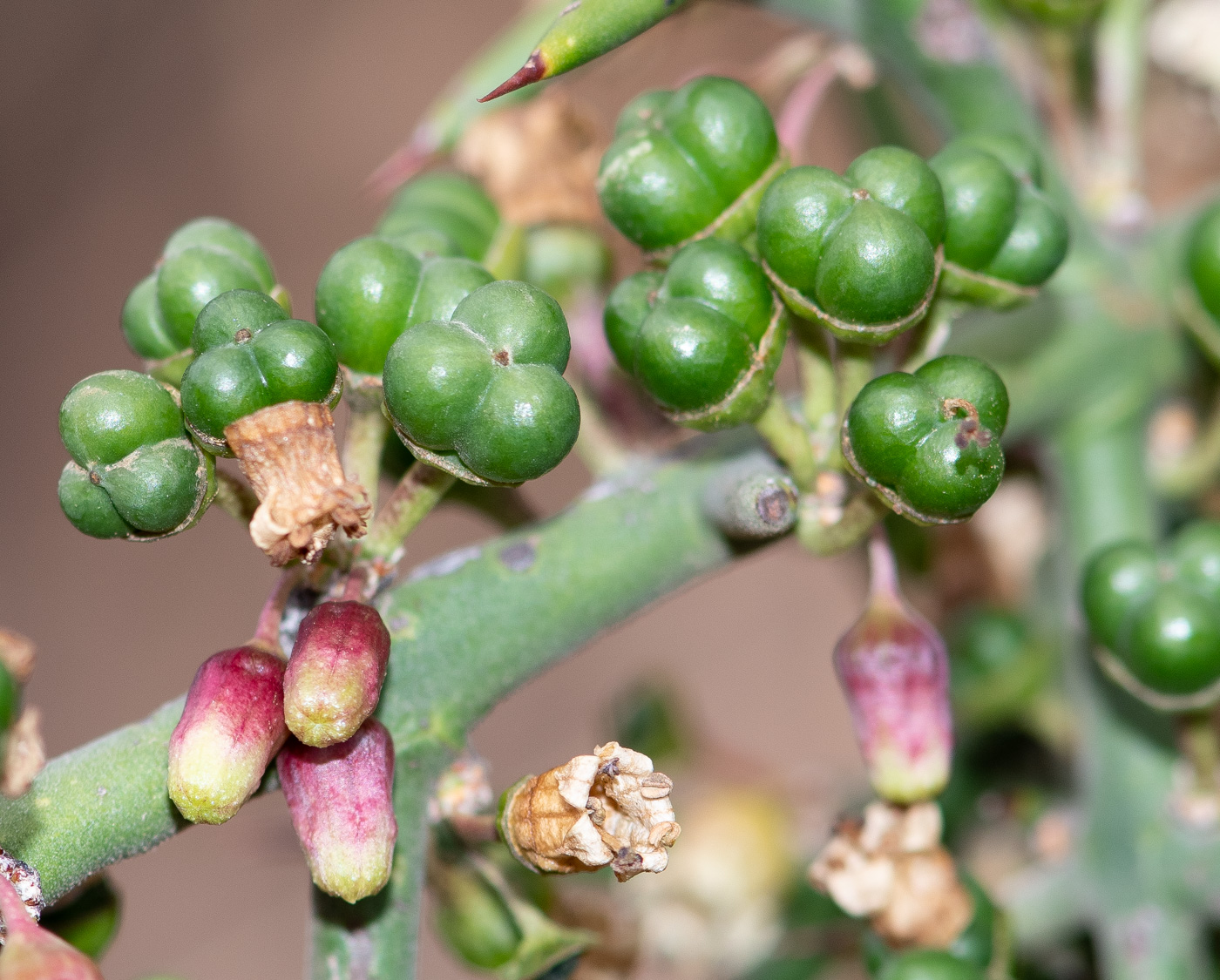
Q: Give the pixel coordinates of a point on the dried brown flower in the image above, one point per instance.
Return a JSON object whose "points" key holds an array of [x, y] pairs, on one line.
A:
{"points": [[892, 868], [606, 808], [288, 454]]}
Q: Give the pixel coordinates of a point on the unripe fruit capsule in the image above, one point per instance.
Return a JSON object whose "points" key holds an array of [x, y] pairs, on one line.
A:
{"points": [[336, 672]]}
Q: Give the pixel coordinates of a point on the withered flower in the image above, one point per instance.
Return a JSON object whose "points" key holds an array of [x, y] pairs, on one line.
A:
{"points": [[606, 808]]}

---

Proszę powielić bez zmian wszystkie wiersze powyższego zestawienia, pomijając w odpowiedzi obrazy.

Q: Give the pixel coordinates of a point on the dried brown flower in the image above, one point per instance.
Return a JSON object whose "points" key holds an array of [x, y] pairs, on one line.
A:
{"points": [[892, 868], [606, 808], [288, 454]]}
Q: Give the pixel coordinates of a point on the unripe fruit capsule in the image above, one point per instance.
Return a JSON object whose "points" key holds an array of [x, y] pairs, on one line.
A:
{"points": [[336, 672]]}
Q: Give the pixel coordinates of a point on the withered flower in the image above, one point per instance.
Return a JSON object whose "points" key holds an array of [x, y] pairs, on one line.
A:
{"points": [[606, 808]]}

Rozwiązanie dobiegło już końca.